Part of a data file
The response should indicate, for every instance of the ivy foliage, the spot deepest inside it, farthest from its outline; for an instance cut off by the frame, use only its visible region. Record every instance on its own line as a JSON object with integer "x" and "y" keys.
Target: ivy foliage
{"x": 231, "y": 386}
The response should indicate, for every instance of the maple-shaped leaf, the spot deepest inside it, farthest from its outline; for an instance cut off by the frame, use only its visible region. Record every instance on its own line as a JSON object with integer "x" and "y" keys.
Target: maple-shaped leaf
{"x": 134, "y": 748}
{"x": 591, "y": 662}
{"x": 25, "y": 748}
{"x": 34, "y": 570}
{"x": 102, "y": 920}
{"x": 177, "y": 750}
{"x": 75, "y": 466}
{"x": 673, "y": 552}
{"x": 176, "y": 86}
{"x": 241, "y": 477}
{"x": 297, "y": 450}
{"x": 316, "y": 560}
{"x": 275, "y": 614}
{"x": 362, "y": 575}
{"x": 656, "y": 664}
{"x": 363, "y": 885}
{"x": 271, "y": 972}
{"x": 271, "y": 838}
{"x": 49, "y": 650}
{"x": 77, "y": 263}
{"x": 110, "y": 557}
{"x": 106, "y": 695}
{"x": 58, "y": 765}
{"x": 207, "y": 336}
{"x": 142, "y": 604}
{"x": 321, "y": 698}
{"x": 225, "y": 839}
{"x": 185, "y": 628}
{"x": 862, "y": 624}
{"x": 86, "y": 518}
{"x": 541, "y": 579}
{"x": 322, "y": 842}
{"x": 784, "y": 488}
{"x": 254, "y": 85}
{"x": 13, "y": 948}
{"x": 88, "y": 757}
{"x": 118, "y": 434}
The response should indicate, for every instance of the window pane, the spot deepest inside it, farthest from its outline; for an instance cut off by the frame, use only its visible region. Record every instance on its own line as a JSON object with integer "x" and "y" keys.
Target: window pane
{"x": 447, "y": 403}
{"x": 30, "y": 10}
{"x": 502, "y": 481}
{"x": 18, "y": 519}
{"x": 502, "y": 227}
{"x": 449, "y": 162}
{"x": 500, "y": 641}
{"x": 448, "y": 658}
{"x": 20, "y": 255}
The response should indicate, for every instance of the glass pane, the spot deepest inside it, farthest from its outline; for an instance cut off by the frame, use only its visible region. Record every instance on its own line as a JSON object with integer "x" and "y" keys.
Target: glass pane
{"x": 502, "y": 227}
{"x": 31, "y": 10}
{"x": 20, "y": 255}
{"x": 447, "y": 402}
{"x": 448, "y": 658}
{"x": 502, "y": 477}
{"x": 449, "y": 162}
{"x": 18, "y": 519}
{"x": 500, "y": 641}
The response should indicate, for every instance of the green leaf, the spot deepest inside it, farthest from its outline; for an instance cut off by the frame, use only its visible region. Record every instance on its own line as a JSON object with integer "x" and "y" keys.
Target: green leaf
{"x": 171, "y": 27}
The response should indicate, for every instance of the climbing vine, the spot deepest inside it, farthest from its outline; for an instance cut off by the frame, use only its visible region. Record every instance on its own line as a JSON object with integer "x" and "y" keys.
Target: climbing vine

◆ Task to complete ◆
Set out the complete listing exactly as shown.

◆ Answer in full ◆
The response should indicate, for every instance of the ivy foliage, the spot deepest inside it, farthest from its outline; for an instance cut off by the frame, use only its visible region. Record every instance on its own line as a JSON object with integer "x" and "y" keys.
Target: ivy foliage
{"x": 231, "y": 386}
The response should indicate, for every instance of the maple-shaped leaf, the spot deepest inside it, farthest from its outline; for an instance cut off by the frame, use only its visible region. Record every instance on its own line as a JSON object with integer "x" and "y" keys.
Target: maple-shaped leaf
{"x": 134, "y": 748}
{"x": 591, "y": 662}
{"x": 25, "y": 748}
{"x": 34, "y": 570}
{"x": 102, "y": 920}
{"x": 177, "y": 750}
{"x": 75, "y": 466}
{"x": 673, "y": 552}
{"x": 176, "y": 86}
{"x": 241, "y": 477}
{"x": 297, "y": 450}
{"x": 316, "y": 560}
{"x": 275, "y": 614}
{"x": 362, "y": 575}
{"x": 656, "y": 664}
{"x": 363, "y": 885}
{"x": 271, "y": 972}
{"x": 271, "y": 838}
{"x": 49, "y": 650}
{"x": 77, "y": 263}
{"x": 110, "y": 557}
{"x": 106, "y": 695}
{"x": 58, "y": 765}
{"x": 207, "y": 336}
{"x": 142, "y": 604}
{"x": 321, "y": 698}
{"x": 225, "y": 839}
{"x": 185, "y": 628}
{"x": 862, "y": 624}
{"x": 86, "y": 518}
{"x": 541, "y": 579}
{"x": 322, "y": 842}
{"x": 784, "y": 488}
{"x": 254, "y": 85}
{"x": 13, "y": 948}
{"x": 88, "y": 757}
{"x": 118, "y": 434}
The response should indicate, for every instance of the window pane, the spot deepest inside it, farthest from its outline; for an instance cut off by the frame, use only its visible region. Record every instance on its own line as a JSON object with integer "x" and "y" keys.
Target: window pane
{"x": 447, "y": 403}
{"x": 30, "y": 10}
{"x": 502, "y": 481}
{"x": 18, "y": 519}
{"x": 502, "y": 227}
{"x": 449, "y": 162}
{"x": 500, "y": 641}
{"x": 448, "y": 658}
{"x": 20, "y": 255}
The response should indicate, for every instance of the glass pane, the spot deepest inside it, farthest from its outline; for an instance cut off by the frame, use only its visible region. Record every instance on its own line as a JSON object with integer "x" and "y" keys.
Target: glass pane
{"x": 502, "y": 227}
{"x": 31, "y": 10}
{"x": 20, "y": 255}
{"x": 447, "y": 402}
{"x": 448, "y": 658}
{"x": 502, "y": 477}
{"x": 449, "y": 162}
{"x": 18, "y": 519}
{"x": 500, "y": 641}
The response should indicate, for every instance of the green leaf, the spot deepest inside it, farthest from its outline; for an instance cut off by the frame, use only its visible region. Record every instance on its own line as a JSON object with integer "x" and "y" keys.
Target: green leaf
{"x": 171, "y": 27}
The response should indicate, for every instance of the climbing vine, the spot deepest inside it, farthest from its outline; for an instance cut off by the frame, use only its visible region. Record every instance on its own line as a JSON object with integer "x" and "y" keys.
Target: climbing vine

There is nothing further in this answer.